=== Given data ===

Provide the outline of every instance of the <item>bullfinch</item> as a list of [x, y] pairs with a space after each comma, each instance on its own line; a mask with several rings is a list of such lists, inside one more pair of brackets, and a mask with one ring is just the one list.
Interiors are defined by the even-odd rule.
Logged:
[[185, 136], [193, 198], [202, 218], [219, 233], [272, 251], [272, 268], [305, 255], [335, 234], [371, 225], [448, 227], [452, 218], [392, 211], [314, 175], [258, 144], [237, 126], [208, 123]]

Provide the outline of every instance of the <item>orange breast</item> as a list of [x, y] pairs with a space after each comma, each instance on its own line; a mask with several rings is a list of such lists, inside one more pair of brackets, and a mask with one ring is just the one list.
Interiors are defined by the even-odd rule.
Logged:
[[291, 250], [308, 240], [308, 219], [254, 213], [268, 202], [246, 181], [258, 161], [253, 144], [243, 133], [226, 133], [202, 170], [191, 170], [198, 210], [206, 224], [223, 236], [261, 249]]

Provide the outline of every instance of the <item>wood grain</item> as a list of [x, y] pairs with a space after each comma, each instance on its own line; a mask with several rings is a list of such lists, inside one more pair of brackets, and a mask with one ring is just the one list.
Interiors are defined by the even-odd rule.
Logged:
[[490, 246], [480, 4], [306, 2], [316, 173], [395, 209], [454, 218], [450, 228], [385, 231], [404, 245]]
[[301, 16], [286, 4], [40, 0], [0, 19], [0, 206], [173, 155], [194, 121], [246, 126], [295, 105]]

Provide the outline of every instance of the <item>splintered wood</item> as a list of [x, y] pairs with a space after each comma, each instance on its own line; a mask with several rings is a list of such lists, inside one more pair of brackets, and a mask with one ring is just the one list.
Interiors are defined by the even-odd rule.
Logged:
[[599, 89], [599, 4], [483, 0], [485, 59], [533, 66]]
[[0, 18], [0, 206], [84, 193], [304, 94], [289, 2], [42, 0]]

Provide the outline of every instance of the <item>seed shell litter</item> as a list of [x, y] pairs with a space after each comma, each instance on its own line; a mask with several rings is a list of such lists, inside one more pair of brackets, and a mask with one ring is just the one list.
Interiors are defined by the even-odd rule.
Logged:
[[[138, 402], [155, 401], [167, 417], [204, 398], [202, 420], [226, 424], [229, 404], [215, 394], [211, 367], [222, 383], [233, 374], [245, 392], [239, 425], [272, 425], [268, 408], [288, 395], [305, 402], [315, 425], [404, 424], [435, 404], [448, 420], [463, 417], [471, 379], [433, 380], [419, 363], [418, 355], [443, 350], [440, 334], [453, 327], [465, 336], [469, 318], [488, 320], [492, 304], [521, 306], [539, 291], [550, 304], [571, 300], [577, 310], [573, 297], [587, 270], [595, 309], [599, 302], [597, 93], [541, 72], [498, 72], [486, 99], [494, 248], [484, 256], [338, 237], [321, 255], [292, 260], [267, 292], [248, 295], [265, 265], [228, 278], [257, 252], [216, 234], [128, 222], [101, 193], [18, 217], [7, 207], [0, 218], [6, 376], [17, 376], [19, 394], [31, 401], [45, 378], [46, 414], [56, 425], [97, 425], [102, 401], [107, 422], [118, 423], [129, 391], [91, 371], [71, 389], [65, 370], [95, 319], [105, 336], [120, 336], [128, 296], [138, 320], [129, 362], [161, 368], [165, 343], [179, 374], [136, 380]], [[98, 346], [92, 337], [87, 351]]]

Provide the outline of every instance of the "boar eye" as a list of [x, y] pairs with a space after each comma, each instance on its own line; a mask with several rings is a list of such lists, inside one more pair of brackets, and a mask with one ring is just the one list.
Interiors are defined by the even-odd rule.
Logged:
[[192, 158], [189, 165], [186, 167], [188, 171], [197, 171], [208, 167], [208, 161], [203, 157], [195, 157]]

===

Print all of the material above again, word for word and with nothing changed.

Provide the outline of every instance of the <item>bullfinch</item> as a list of [x, y] pairs with a space after each comma, each instance on its own line; a mask with several rings is a list of such lists, inside one more pair of brackets, and a mask with one ring is just the one list.
Interiors are defined by the even-odd rule.
Logged:
[[185, 136], [193, 198], [202, 218], [219, 233], [272, 251], [272, 268], [305, 255], [335, 234], [371, 225], [448, 227], [452, 218], [392, 211], [314, 175], [258, 144], [237, 126], [208, 123]]

Provide the outline of every instance of the <item>orange breast</item> as a list of [x, y] pairs with a space after each comma, each instance on its own line; a mask with several rings is a list of such lists, inside one more pair of brackets, and a mask with one ring is just the one list.
Interiors are defined by the even-odd rule.
Logged:
[[291, 250], [308, 240], [308, 219], [254, 213], [268, 202], [246, 181], [258, 161], [253, 144], [243, 133], [226, 133], [202, 170], [191, 170], [198, 210], [206, 224], [223, 236], [261, 249]]

Provide the outline of every instance of the <item>wood grain</item> as a list of [x, y] pairs with a space after each comma, each instance on its own line; a mask with several rings is a list of such lists, inside one more pair of brackets, and a mask with one ring is just the one list.
Interiors are defined by the even-odd rule.
Logged:
[[490, 246], [480, 4], [306, 2], [316, 173], [395, 209], [454, 218], [450, 228], [385, 231], [404, 245]]
[[301, 16], [286, 4], [40, 0], [0, 19], [0, 206], [173, 155], [194, 121], [246, 126], [295, 105]]

Provide the outline of every instance of the <item>splintered wood</item> as a list of [x, y] pairs with a space after each comma, each instance on its own line; a mask with several rings is a list of such lists, inside one more pair of brackets, and a mask with one ring is just the one list.
Interiors are defined by the even-odd rule.
Logged:
[[599, 89], [599, 4], [483, 0], [485, 59], [533, 66]]
[[0, 18], [0, 206], [84, 193], [304, 94], [289, 2], [42, 0]]

Provide the outline of every instance of the <item>seed shell litter</item> as a list of [x, y] pairs with a space after each comma, each instance on its own line; a mask with several rings is a list of such lists, inside one more pair of brackets, and a mask with one ring is just the one list.
Interiors are defined by the even-odd rule.
Logged:
[[[138, 402], [155, 401], [167, 417], [204, 398], [202, 420], [226, 424], [229, 404], [215, 394], [211, 367], [222, 383], [233, 374], [245, 392], [239, 425], [272, 425], [268, 408], [288, 395], [305, 402], [315, 425], [404, 424], [435, 404], [448, 420], [463, 417], [471, 379], [433, 380], [419, 363], [418, 355], [443, 350], [440, 334], [453, 327], [465, 336], [469, 318], [488, 320], [492, 304], [521, 306], [539, 291], [550, 304], [571, 300], [577, 310], [573, 297], [587, 270], [595, 309], [599, 302], [597, 93], [541, 72], [498, 72], [486, 99], [494, 248], [484, 256], [338, 237], [321, 255], [292, 260], [267, 292], [248, 295], [265, 265], [228, 278], [257, 252], [216, 234], [128, 222], [101, 193], [18, 217], [7, 207], [0, 218], [6, 376], [17, 376], [19, 394], [31, 401], [45, 378], [46, 414], [56, 425], [97, 425], [102, 401], [107, 422], [118, 423], [129, 391], [91, 371], [71, 389], [65, 370], [95, 319], [105, 336], [120, 336], [128, 296], [138, 320], [129, 362], [161, 368], [165, 343], [179, 374], [136, 380]], [[98, 346], [92, 337], [87, 351]]]

Provide the outline of every instance of the "boar eye" as a list of [x, y] pairs with a space after each comma, each instance on its own line; a mask with several rings is a list of such lists, inside one more pair of brackets, and a mask with one ring is just the one list.
Interiors are defined by the even-odd rule.
Logged:
[[192, 158], [189, 165], [186, 167], [188, 171], [197, 171], [208, 167], [208, 161], [203, 157], [195, 157]]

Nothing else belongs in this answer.